» Data lines:
** begin **

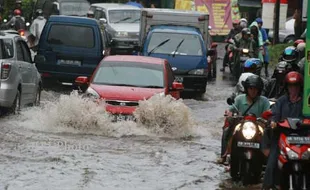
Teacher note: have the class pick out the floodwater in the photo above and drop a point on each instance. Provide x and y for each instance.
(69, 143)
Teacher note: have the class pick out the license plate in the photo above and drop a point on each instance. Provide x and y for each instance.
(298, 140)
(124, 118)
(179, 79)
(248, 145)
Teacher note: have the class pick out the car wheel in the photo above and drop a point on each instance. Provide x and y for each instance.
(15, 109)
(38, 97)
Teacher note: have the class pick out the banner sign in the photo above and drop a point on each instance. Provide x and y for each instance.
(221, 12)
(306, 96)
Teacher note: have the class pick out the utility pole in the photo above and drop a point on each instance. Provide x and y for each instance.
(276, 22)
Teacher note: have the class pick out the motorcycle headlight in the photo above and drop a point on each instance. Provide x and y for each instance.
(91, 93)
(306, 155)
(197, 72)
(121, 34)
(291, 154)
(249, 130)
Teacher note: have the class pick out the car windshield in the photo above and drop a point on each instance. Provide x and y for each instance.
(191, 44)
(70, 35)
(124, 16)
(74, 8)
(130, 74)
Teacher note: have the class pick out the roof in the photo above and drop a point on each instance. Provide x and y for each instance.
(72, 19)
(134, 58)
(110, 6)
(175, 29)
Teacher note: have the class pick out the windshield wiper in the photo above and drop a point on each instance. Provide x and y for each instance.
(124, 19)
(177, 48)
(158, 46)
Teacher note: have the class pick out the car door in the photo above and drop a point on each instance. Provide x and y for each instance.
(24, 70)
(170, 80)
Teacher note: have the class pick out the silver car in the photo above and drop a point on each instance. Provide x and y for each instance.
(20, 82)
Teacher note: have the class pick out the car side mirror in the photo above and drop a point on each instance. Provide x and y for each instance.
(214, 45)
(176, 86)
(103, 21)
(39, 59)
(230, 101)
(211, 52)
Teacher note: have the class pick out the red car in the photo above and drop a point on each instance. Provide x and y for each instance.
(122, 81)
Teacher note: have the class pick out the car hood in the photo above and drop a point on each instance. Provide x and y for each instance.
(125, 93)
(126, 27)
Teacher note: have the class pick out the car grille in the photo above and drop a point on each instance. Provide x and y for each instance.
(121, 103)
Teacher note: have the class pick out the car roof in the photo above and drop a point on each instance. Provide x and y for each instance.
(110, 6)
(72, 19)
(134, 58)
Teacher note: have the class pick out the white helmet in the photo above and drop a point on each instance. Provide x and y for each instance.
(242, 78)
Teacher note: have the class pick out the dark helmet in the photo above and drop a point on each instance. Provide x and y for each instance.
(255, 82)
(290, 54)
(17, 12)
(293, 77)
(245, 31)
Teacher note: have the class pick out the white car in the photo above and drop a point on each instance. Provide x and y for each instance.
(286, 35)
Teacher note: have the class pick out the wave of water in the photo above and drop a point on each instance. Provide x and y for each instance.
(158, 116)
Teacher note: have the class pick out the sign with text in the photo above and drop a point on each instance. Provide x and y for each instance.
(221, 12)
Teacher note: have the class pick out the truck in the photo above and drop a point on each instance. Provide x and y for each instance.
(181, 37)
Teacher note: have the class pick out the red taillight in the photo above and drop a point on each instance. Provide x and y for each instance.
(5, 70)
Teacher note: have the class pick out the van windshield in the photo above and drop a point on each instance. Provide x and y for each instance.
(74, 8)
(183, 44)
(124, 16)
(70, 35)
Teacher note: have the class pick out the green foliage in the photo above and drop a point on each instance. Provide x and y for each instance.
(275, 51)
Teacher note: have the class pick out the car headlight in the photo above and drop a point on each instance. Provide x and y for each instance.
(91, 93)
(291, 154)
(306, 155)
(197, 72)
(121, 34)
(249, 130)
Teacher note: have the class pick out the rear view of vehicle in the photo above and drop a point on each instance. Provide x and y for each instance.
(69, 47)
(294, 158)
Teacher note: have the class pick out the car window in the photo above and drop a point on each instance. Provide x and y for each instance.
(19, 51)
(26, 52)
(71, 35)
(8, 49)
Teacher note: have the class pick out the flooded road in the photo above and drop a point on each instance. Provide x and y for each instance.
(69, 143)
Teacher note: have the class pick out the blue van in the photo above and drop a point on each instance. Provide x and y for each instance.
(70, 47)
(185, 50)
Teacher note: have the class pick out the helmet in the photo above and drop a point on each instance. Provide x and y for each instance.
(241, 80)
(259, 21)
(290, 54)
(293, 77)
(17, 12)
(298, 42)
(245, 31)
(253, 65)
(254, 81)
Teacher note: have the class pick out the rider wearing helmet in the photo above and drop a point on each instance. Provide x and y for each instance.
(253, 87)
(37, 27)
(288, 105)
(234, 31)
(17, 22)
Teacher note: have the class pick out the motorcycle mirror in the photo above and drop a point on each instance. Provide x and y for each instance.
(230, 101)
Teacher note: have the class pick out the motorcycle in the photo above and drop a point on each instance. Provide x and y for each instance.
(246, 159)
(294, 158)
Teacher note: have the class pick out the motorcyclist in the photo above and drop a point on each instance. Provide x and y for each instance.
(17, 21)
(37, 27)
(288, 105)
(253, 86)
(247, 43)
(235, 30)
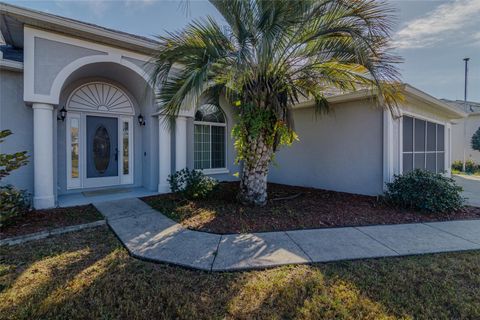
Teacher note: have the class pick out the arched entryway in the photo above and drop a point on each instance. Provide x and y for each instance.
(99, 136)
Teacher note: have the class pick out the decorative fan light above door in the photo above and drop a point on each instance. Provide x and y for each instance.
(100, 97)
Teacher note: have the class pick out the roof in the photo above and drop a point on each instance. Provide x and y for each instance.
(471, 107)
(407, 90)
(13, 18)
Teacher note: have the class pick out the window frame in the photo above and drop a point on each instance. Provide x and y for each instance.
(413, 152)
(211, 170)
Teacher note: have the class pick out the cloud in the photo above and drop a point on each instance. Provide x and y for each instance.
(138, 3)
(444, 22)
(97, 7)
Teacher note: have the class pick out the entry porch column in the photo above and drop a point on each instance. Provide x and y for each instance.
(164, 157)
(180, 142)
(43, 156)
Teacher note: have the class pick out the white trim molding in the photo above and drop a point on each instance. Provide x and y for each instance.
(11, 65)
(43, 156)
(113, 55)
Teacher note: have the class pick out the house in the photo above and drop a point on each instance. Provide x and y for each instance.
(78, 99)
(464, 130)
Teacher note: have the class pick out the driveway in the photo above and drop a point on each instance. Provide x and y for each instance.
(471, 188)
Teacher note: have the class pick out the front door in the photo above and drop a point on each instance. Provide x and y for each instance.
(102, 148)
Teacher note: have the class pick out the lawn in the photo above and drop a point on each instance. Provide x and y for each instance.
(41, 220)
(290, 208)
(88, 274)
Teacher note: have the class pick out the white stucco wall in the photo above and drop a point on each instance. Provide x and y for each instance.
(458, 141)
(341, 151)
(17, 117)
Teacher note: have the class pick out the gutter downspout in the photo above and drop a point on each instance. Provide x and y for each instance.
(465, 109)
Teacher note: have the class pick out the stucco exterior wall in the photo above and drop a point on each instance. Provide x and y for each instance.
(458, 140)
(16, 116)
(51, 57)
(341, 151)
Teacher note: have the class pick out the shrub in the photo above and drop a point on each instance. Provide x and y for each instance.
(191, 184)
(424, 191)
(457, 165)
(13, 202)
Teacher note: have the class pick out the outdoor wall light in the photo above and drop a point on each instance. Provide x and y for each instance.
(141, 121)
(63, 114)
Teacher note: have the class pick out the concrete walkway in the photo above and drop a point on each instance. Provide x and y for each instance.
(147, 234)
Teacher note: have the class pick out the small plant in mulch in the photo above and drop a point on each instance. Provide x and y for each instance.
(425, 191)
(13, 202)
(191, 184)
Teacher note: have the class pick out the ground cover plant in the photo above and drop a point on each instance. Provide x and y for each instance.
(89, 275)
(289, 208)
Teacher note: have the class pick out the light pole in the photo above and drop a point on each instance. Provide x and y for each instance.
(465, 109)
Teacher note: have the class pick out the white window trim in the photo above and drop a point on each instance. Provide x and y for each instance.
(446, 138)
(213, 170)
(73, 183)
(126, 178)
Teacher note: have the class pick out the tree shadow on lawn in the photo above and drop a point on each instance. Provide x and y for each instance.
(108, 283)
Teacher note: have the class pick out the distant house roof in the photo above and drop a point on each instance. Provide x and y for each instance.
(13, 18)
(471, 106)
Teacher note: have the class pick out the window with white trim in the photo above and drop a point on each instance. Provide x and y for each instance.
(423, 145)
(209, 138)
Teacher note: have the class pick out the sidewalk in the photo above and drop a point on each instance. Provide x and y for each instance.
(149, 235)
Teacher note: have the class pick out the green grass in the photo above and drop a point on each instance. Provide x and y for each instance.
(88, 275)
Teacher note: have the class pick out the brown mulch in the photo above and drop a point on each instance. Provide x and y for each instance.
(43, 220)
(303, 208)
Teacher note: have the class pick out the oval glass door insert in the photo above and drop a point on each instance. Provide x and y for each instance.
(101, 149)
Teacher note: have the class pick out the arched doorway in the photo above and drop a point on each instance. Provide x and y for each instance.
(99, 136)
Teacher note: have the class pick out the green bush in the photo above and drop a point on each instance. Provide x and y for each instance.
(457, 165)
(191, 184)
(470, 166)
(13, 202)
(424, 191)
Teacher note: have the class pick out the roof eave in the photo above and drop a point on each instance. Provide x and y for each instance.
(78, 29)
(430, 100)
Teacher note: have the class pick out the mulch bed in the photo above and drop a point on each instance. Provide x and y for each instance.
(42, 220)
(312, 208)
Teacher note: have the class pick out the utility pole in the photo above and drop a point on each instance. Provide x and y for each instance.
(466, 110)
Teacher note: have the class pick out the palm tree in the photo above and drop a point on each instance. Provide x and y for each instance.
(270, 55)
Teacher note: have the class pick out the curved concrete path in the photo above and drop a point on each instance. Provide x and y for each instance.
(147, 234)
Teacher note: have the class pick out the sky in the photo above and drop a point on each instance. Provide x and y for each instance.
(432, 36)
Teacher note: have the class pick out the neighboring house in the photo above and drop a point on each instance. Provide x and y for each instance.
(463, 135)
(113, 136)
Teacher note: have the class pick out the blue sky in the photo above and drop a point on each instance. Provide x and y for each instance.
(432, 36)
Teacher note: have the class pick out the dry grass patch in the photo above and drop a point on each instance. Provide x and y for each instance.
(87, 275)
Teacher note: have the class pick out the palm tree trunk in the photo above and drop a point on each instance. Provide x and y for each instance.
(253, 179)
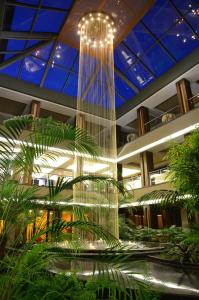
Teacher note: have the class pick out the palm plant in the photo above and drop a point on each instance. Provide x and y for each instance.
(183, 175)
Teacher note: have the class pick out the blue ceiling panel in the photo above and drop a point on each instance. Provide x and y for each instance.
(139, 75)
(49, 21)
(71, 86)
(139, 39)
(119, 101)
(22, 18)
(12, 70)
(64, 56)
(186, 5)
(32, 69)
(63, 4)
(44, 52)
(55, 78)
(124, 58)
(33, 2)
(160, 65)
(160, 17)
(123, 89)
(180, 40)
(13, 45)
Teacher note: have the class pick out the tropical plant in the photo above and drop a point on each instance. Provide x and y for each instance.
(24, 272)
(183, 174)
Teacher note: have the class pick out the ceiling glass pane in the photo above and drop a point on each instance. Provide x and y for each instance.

** end **

» What the task requires:
In the entries above, find the line containing "Teacher note: have the class pick out the tropical". Set down that line and every line after it through the last one, exactly and alone.

» Result of the task:
Teacher note: have the class pick out the tropical plant in the photo above and drop a point on each instance. Provide x and y for each instance.
(24, 272)
(183, 174)
Teacher note: have the class pick out the ceiling glass pane in the photo above and drop a point on each instance. Provide x and y for each instance.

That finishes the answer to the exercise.